--- START Information shown ---

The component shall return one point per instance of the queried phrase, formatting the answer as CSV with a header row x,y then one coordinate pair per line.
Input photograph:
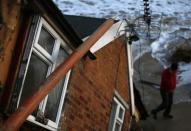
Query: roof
x,y
84,26
49,7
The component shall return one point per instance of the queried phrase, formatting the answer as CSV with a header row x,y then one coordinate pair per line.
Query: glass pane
x,y
121,111
62,55
117,127
54,97
46,40
54,101
36,74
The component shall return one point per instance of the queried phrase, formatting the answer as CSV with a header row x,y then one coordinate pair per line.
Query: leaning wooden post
x,y
16,119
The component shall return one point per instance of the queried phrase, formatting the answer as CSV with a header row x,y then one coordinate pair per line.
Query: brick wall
x,y
8,34
91,89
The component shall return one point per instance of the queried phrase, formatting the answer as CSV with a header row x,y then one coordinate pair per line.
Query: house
x,y
94,95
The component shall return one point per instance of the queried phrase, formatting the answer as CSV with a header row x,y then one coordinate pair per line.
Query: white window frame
x,y
117,119
50,59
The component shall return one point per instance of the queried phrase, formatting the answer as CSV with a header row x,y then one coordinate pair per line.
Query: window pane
x,y
62,55
54,97
117,127
46,40
54,101
36,74
121,112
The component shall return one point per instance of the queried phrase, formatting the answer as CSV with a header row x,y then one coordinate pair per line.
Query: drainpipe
x,y
16,119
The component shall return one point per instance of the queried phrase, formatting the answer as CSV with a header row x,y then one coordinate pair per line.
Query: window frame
x,y
116,118
50,60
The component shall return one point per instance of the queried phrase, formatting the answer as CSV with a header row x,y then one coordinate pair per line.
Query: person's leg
x,y
162,106
169,105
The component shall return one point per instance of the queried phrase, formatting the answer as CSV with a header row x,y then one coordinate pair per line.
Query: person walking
x,y
167,87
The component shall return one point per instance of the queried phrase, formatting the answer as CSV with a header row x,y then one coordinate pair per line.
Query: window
x,y
117,115
47,52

--- END Information shown ---

■ Short task:
Each record should be quoted exactly, with the images omitted.

■ Answer in full:
The component shall return one point per instance of the queried phrase, formatting the answer as CSV with a header row x,y then one coordinate pair per line.
Input photograph:
Query: roof
x,y
84,26
49,7
The component shall return one point per instance of the queried phrase, formatting the answer as CSV with a header row x,y then one coordinate pair per line.
Query: glass pane
x,y
121,111
62,55
117,127
54,97
46,40
54,101
36,74
The component shall return one point per instance of the queried phrase, formatting the answer as CSV with a header row x,y then one coordinate pair per line.
Query: leaning wooden post
x,y
16,119
The component shall return one point per instance of the queried phrase, formatting the answer as CSV with a header row x,y then one coordinate pair per line.
Query: brick wall
x,y
8,34
91,89
The component shall return one point per instance of the queried phrase, formatting the answer as CSV with a header row x,y then one coordinate pair per line.
Query: house
x,y
94,95
The component shall return one point per instance of the queried phrase, formatting the answer as CSV with a header row x,y then one coordinate pair per line.
Query: white window frame
x,y
117,119
50,59
The component shall return one point per instance of the queried phrase, formatting the answer as CSV with a header row x,y then one coordinate pair per line.
Query: window pane
x,y
62,55
54,97
117,127
46,40
54,101
36,74
121,112
The component shall return one point per instance of the queried phrase, formatting the answer as CSV with a header row x,y then one coordinate pair per line.
Query: drainpipe
x,y
16,119
The component shall return one point per instance of the queried phrase, formatting the answer as CSV with a header row x,y then one coordinate pair per line.
Query: window frame
x,y
116,118
50,60
The component shall return one point per instance of the queried phrase, formatting the answer as CSV with a header row x,y then one coordinate pair per line.
Query: person's leg
x,y
162,106
169,105
The component shall return one point per instance of the queried phrase, formatting the answer as CSV with a header row x,y then one coordinate pair per line.
Query: person walking
x,y
167,87
The component shall return one point per instance of the queried phrase, formatting the answer as CSV with a header row x,y then one coordinate pair per line.
Query: window
x,y
117,115
47,52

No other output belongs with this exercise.